Direction:
Can you copy the lines from the one that contains "of the castilla-la" through the end of the material below, exactly and with nothing else?

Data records

::::::::::

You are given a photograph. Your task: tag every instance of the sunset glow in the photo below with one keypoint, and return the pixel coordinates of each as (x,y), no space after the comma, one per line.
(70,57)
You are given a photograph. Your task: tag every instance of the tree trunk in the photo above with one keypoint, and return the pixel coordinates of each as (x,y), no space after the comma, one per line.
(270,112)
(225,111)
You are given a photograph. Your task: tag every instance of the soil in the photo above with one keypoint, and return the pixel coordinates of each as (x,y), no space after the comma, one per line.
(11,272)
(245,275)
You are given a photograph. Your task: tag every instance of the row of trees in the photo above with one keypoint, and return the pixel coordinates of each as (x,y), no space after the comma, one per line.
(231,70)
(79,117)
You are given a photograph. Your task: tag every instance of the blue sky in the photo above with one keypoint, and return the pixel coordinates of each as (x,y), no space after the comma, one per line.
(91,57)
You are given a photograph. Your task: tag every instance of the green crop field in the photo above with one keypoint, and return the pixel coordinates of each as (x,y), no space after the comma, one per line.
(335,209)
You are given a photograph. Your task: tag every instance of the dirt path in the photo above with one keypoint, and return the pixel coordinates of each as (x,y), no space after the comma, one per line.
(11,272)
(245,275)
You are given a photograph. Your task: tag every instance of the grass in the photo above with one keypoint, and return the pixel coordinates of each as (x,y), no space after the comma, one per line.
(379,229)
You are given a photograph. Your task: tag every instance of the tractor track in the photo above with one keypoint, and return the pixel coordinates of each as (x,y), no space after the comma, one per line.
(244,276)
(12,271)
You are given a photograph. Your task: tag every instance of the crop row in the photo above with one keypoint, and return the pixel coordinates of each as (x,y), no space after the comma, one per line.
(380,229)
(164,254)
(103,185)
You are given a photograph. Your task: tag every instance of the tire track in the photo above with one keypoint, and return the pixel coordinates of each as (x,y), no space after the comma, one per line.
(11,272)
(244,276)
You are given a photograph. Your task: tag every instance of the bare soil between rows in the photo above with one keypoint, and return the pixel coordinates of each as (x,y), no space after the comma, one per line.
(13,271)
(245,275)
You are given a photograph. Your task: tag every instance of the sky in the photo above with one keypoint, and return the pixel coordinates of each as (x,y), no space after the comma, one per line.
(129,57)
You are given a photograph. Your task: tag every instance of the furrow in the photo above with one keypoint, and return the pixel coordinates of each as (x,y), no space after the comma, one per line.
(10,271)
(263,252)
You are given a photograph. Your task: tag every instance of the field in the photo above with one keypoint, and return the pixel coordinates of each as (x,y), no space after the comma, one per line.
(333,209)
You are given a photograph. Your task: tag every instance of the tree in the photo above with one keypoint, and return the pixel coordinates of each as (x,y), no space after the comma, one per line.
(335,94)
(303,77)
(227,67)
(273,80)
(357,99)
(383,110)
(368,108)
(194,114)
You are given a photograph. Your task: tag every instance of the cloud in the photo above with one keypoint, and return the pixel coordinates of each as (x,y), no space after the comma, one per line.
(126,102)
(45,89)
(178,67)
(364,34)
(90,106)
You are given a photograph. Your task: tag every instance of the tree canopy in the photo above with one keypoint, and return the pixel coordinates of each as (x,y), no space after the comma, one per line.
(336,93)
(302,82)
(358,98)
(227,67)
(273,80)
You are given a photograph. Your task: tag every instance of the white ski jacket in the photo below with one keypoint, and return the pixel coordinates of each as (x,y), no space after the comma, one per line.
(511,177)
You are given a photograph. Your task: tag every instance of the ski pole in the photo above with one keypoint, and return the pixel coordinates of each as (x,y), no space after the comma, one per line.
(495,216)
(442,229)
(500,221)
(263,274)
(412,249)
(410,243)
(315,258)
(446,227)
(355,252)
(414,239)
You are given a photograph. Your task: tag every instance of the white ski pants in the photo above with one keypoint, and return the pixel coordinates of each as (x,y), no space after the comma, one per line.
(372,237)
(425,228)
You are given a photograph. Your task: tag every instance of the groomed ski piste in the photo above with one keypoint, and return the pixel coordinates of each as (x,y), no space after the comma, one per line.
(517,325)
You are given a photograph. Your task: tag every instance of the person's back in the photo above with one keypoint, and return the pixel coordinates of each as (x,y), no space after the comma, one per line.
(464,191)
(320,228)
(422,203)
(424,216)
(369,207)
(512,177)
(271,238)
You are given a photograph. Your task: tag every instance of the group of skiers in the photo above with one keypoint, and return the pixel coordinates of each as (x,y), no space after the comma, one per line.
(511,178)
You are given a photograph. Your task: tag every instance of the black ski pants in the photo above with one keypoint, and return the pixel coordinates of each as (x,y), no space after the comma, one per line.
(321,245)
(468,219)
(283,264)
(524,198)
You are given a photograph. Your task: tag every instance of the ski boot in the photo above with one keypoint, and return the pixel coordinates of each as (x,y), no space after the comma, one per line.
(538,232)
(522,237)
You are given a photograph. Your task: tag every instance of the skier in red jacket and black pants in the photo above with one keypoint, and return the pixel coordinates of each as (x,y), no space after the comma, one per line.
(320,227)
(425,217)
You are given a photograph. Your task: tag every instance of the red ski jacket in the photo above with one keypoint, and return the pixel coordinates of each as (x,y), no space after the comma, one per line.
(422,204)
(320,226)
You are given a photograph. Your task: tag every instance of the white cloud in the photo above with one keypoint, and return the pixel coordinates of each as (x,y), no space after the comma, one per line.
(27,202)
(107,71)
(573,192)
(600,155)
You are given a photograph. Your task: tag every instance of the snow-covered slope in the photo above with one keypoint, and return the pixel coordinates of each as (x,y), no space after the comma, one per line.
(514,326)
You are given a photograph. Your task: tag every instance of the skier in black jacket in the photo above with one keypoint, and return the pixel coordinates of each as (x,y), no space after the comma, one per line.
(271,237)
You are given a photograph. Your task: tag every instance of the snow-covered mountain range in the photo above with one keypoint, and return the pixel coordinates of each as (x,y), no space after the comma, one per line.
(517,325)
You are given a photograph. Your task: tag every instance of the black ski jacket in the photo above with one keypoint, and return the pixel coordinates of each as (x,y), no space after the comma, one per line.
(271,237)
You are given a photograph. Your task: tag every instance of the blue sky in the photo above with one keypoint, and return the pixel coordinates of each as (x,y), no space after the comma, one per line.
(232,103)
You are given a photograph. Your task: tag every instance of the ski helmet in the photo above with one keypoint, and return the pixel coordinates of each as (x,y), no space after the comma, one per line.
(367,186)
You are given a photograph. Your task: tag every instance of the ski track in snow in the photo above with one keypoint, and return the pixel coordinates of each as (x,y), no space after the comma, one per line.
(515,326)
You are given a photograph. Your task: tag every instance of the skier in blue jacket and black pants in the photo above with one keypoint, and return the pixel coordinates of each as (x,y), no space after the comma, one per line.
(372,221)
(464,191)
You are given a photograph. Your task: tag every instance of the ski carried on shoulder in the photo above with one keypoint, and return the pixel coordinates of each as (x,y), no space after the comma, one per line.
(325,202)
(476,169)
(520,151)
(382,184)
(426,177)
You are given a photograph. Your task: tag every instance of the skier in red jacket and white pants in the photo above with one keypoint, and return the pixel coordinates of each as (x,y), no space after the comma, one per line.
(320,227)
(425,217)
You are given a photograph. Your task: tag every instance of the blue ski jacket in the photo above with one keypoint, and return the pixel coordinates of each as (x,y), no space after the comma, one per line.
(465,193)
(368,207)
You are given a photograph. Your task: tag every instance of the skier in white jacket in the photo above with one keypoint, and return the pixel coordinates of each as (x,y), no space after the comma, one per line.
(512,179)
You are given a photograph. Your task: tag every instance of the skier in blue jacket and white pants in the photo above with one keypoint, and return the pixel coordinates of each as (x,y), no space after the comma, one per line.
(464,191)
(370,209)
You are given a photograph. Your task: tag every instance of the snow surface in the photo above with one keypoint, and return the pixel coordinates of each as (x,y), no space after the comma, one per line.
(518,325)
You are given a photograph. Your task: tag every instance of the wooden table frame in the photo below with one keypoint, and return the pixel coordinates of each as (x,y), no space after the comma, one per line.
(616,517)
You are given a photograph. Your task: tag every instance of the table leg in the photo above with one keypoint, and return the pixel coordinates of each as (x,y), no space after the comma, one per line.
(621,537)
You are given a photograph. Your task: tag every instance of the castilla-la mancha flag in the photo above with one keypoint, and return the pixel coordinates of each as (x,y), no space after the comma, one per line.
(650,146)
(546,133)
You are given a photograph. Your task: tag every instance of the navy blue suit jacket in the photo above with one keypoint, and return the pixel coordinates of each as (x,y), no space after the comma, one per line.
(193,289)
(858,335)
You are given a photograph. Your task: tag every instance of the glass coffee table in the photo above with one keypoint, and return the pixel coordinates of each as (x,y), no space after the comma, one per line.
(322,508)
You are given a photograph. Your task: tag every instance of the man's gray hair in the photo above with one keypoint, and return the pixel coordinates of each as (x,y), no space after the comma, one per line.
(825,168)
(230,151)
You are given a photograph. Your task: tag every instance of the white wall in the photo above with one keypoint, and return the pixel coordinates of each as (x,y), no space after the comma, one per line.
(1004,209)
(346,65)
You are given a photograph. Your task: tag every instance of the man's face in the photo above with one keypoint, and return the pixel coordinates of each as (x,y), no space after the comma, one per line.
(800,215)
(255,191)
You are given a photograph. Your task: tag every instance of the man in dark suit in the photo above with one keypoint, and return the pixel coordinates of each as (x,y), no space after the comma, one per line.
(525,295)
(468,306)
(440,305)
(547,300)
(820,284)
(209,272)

::::::::::

Expected answer:
You are given a photograph. Your task: tag every instance of the castilla-la mancha flag in the photo above with one keypoint, and return the pixel coordinates of each as (x,y), no space after the comma, one per line.
(650,146)
(546,133)
You are given a photograph. Your task: tag every instance of the navy blue suit jacket in the photo above with one keypoint, and return the pixel coordinates of each as (x,y), no space after the comma, one per line.
(193,289)
(858,335)
You are given a photograph. Your task: tag every instance of the glass coffee table in the photo above with one keypoint, and return the pixel coordinates of each as (x,y), no space after the comma, one per line.
(322,508)
You are given a photograph. Your task: tag every instance of the man's gray hair in the photo above with one keypoint, and return the pixel coordinates of each as (x,y), no space after the comma, one per line.
(825,168)
(230,151)
You are given a photograph. Your task: tag every instance of the white wall in the photo above with one keypoint, and return the pixel coordinates of each as (x,y), no space after the comma, one per line.
(1004,209)
(346,65)
You are given a photograph. Your task: tag every instance of the man's face in the photo above with one keypoint, and return the pixel coordinates of each as (x,y), no space after the comma, one per line.
(800,215)
(255,191)
You are given a photograph. Your task: tag every instance of the man in dark suit in the photo above with one keypoint, and return the pixel coordinates of each as (x,y), no space after the comma, one per line.
(525,295)
(468,306)
(440,305)
(547,300)
(820,284)
(209,272)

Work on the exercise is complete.